[Exercise tasks]
A. According to the blog post, what share of the funding for the Kitchener camp rescue is the American "Joint" believed to have contributed?
B. Retype the part of the blog post starting with "As Israel’s economy" and going on through "effective social services.".
C. Put this sentence from the blog post into Spanish: "As Israel’s economy races ahead, too many have been left behind."

[Source excerpt]
****************
I have been getting materials ready to upload from the archives of the American ‘Joint’ – an organisation that we believe contributed around twenty per cent of the funding for the Kitchener camp rescue. I’ve now got all the documents in chronological order – I just need to tidy up the scans a bit further.
See here for information about the JDC, as it is known today. I will be adding the historical materials, which we have been given permission to add to the project, over the next couple of days. You might also like to know that there is a ‘Names Index’ search box for individual records on the JDC website – which I only recently found out about myself: http://archives.jdc.org
While getting this material ready, I received a general mail shot from David Schizer, current CEO of the JDC. They probably don’t get many replies to these kinds of emails (!), but I wrote back to say I would put this information into my next post – partly because some families may want to know about the present-day work of the JDC, and partly because I know some Kitchener families wish to support the work of those who supported our fathers and grandfathers.
"I am writing to share with you the remarks I made yesterday in Tel Aviv at the Jewish Federations of North America’s annual General Assembly, one of the Jewish world’s largest gatherings. It was the first time in almost a decade that a JDC CEO has been asked to deliver such an address. I shared with them my vision for JDC’s mission and how we work together to save Jewish lives and build Jewish life everyday around the world. I was very fortunate to join an outstanding group of JDC Board Members, global staff, and clients representing us at this premiere gathering and making clear our critical impact in the Jewish world and Israel. I hope you will share these remarks with your networks to help us spread the word about our work and urge others to join us in our abiding commitment to support Jews and Jewish communities in need. Sincerely, David Schizer JDC CEO
“Thank you for helping Shlomo, Hanan, and so many others.
I know how challenging it is to run a federation. Remember that your hard work touches thousands of lives.
The theme of the GA is that “we need to talk.” We all know the Jewish community is divided about many things.
But the video you just saw reminds us that we still are united about something fundamental: our commitment to lift the lives of poor people.
This shared commitment is the bedrock of your federation’s partnership with JDC. This partnership is more important than ever.
As Israel’s economy races ahead, too many have been left behind. The groups JDC serves in Israel – children at risk, the unemployed, elderly, and Israelis with disabilities – need your help. They need effective social services.
****************
[Records shown]
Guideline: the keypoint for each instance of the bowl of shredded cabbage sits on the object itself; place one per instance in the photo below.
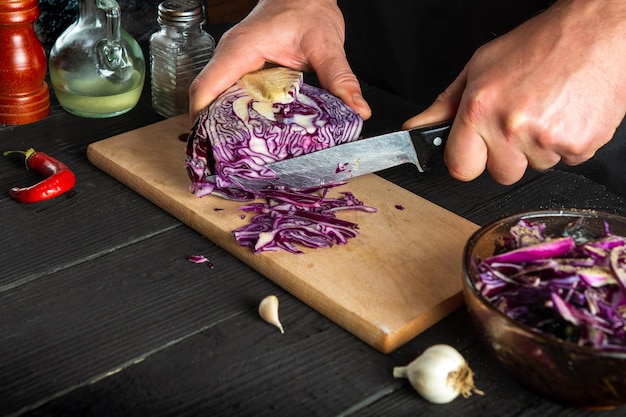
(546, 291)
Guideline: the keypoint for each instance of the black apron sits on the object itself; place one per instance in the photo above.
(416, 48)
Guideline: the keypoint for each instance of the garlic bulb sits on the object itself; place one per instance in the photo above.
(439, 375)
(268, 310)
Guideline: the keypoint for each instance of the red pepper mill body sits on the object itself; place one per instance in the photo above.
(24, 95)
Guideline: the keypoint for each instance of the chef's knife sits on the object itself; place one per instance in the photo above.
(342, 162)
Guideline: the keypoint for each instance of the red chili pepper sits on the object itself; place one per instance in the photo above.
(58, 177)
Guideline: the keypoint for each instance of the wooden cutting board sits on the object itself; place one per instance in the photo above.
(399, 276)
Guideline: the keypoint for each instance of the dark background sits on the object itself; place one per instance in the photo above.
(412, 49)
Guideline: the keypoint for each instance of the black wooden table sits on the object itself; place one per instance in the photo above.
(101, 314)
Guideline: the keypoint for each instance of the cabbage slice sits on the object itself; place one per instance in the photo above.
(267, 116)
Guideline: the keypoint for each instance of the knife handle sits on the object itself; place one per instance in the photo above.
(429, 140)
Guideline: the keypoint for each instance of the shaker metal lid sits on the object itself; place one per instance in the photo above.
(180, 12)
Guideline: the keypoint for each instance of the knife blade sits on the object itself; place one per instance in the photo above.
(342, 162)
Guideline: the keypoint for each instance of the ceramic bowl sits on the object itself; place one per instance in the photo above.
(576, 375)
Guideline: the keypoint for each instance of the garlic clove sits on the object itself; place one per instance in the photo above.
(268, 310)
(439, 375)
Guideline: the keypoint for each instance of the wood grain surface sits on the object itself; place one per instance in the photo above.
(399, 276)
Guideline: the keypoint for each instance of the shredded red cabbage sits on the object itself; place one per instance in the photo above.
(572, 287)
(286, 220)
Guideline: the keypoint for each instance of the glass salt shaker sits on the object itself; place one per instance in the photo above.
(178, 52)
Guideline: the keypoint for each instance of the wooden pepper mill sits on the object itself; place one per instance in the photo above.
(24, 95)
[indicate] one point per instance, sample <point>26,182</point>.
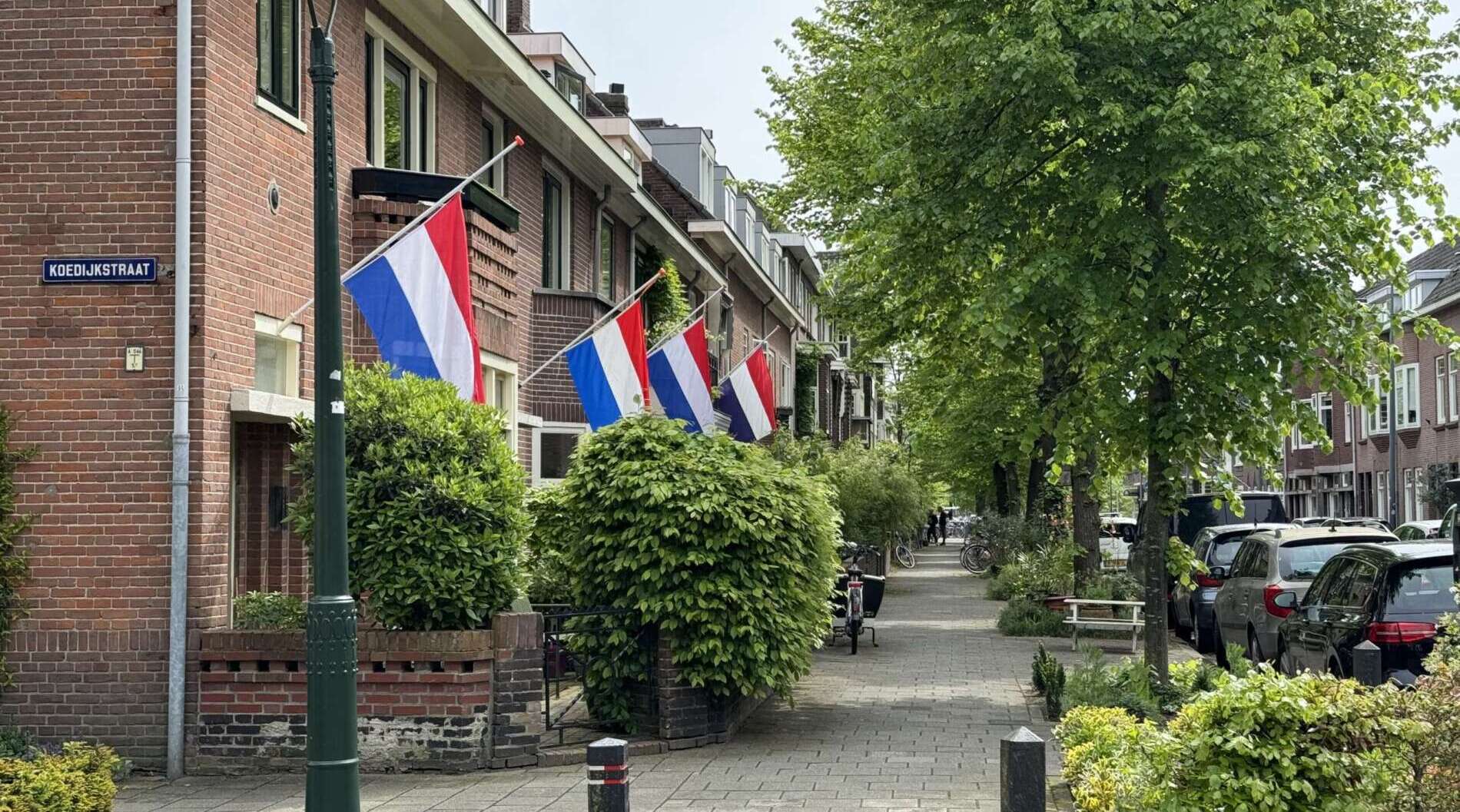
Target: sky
****************
[Answers in order]
A. Around twenty percent.

B.
As Israel’s economy races ahead, too many have been left behind. The groups JDC serves in Israel – children at risk, the unemployed, elderly, and Israelis with disabilities – need your help. They need effective social services.

C. Mientras la economía de Israel avanza a toda velocidad, demasiadas personas se han quedado atrás.